Whether it’s coming in on their days off, “after we pick-up a shift, we’ll say okay I’ll come in and work 8 hours, then they will mandate us for an additional 8 hours,” says Alicyn Salato, an RN at Auburn Community Hospital.

Other nurses say there are times they literally can’t leave the operating room, “they do know that there is no one to get you out and you know that you cannot leave the room because that is abandonment and we don’t abandon our patients regardless of whether we’re tried or hungry or want to go home,” explains Lisa Kozma an RN at Garnet Health.

Una Davis, an RN at Montefiore, says she worries about the toll it takes on she and her coworkers, “the quality of patient care diminishes when nurses are physically, mentally and emotionally drained,” she says.

“It does nothing for the current nursing shortage, it does nothing for the morale of any facility,” Salato adds.

New York State already has rules that prevent hospitals and health systems from mandating overtime shifts but as always, there’s some wiggle room, “there’s a hurricane, there’s a snowstorm, people actually can’t get to work and there’s a need potentially to mandate to make sure that patients in the hospital are safe so the mandatory overtime law provided for those type of emergencies but what happened is it had a very broad exemption for it any declaration of a state of emergency,” explains Helen Schaub, the Policy Director for 1199SEIU.

◆ REQUIRED WORK
In the nurse overtime excerpt, why does Lisa Kozma say nurses cannot leave the operating room? Answer in one to three sentences. The listing that follows has no connection to the nurse overtime excerpt.

◆ PROVIDED MATERIAL
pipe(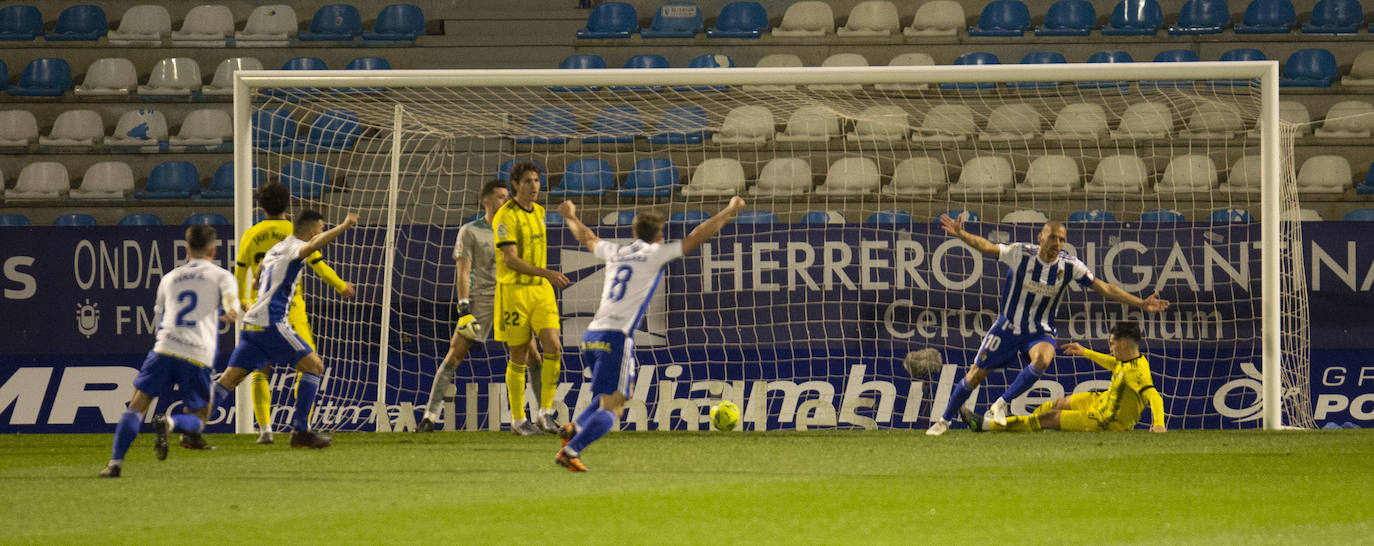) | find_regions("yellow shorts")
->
[495,282,559,347]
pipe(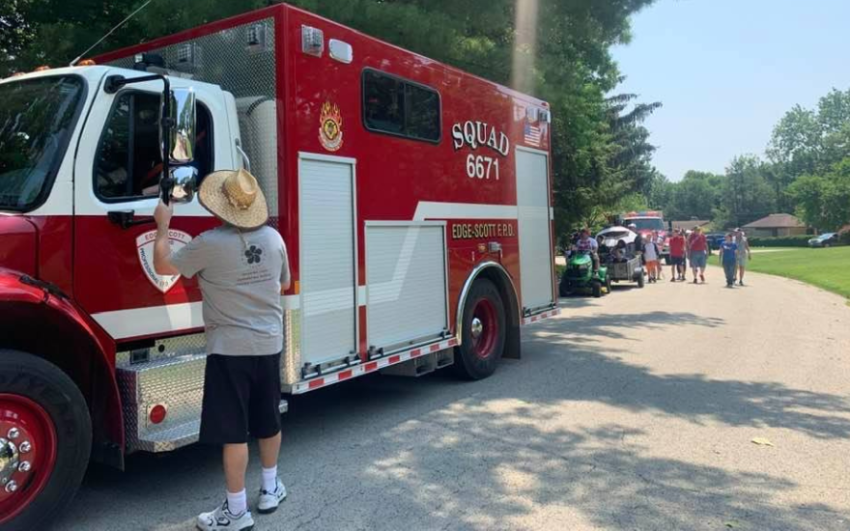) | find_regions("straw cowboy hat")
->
[198,170,269,229]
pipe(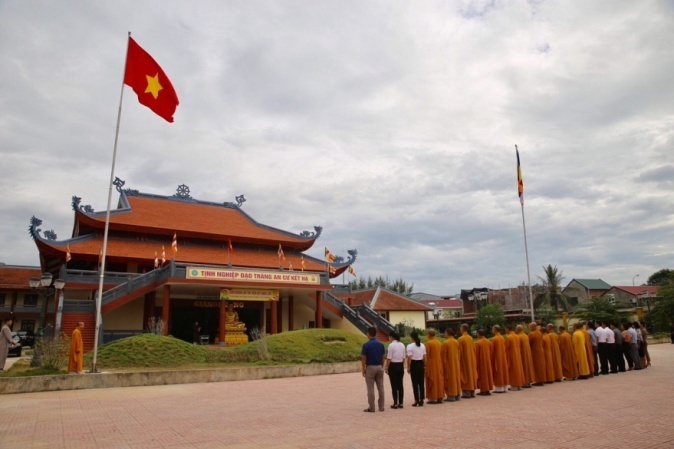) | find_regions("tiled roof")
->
[76,194,315,250]
[421,299,463,309]
[0,265,42,290]
[567,279,611,290]
[333,288,433,312]
[36,236,330,275]
[607,285,660,296]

◆ RESULT OF THIS EXERCISE
No one is available to relieve them, and leaving the room would be abandonment. Kozma says nurses do not abandon their patients, whether they are tired, hungry, or want to go home.